## What you are asked to do
In the passage about the forgiven student debts, what amount was the third student forgiven?

These three students thought they were there just to be commissioned and sent out with a blessing—which they were. But then something happened that they did not know was coming. John turned to them and said, “I have a piece of news for you. There’s somebody you do not know—an anonymous donor—who is so moved by what you’re doing that he has given a gift to this university in your name, on your behalf.”
John turned to the first student and said, “You are forgiven your debt of $105,000.” The kid immediately starts to cry. John turns to the next student: “You’re forgiven your debt of $70,000.” He then turns to the third student: “You are forgiven your debt of $130,000.” All three students had no idea this was coming. They were just ambushed by grace—blown away that somebody they don’t even know would pay their debt. The whole room was in tears.
II. As I read this I realize that I must accept the message.
a. This message is different.
b. I cannot earn salvation but I must believe the message. I must trust.
c. John 3:16: For God so loved the world that He gave His one and only Son that whosoever believes in Him will not perish but will have everlasting live.

## Record extracts
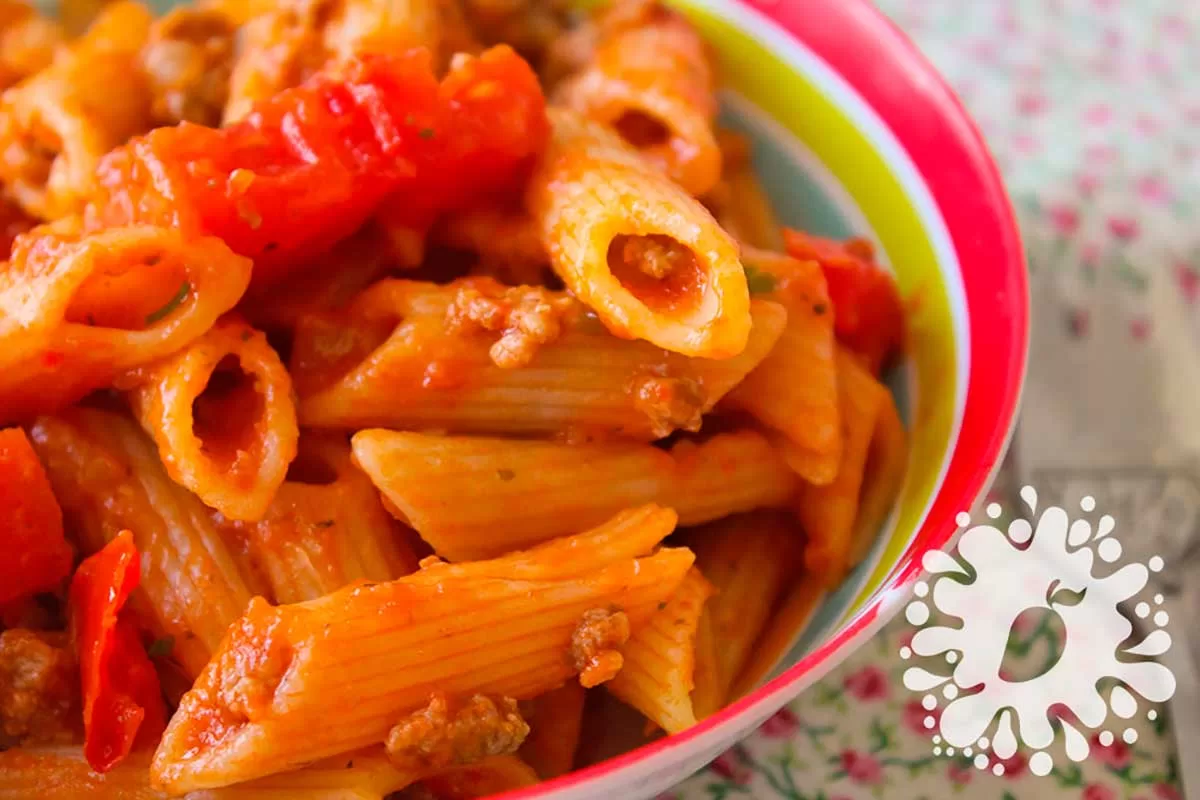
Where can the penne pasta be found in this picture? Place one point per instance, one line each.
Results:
(529, 492)
(708, 695)
(61, 773)
(222, 416)
(417, 355)
(515, 627)
(76, 312)
(57, 124)
(658, 675)
(556, 721)
(649, 78)
(108, 477)
(828, 513)
(749, 559)
(635, 247)
(793, 392)
(325, 528)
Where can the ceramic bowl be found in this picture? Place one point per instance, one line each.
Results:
(857, 134)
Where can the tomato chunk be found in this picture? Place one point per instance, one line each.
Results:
(35, 555)
(121, 697)
(309, 166)
(868, 312)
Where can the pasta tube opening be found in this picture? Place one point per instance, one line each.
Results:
(634, 246)
(222, 416)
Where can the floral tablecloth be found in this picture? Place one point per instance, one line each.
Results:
(1092, 109)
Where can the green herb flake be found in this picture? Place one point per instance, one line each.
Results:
(759, 282)
(161, 648)
(172, 305)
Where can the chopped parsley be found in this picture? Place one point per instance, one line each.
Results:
(172, 305)
(161, 648)
(759, 282)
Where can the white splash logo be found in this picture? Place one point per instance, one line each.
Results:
(1012, 575)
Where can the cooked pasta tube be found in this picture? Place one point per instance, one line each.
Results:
(108, 477)
(627, 241)
(658, 674)
(76, 312)
(749, 559)
(651, 79)
(222, 416)
(187, 61)
(556, 720)
(828, 513)
(475, 356)
(528, 492)
(378, 651)
(55, 125)
(64, 774)
(28, 41)
(795, 390)
(325, 528)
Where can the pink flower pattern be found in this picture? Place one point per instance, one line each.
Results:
(1090, 109)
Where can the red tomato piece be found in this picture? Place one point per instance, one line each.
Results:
(35, 555)
(121, 697)
(309, 166)
(868, 312)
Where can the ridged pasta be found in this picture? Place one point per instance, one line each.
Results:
(651, 79)
(639, 250)
(393, 359)
(556, 721)
(795, 390)
(222, 416)
(107, 476)
(749, 559)
(76, 312)
(529, 492)
(378, 650)
(55, 125)
(61, 773)
(658, 674)
(325, 528)
(828, 512)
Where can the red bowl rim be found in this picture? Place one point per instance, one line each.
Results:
(949, 154)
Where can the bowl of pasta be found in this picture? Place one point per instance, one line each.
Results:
(449, 398)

## Exercise output
$130,000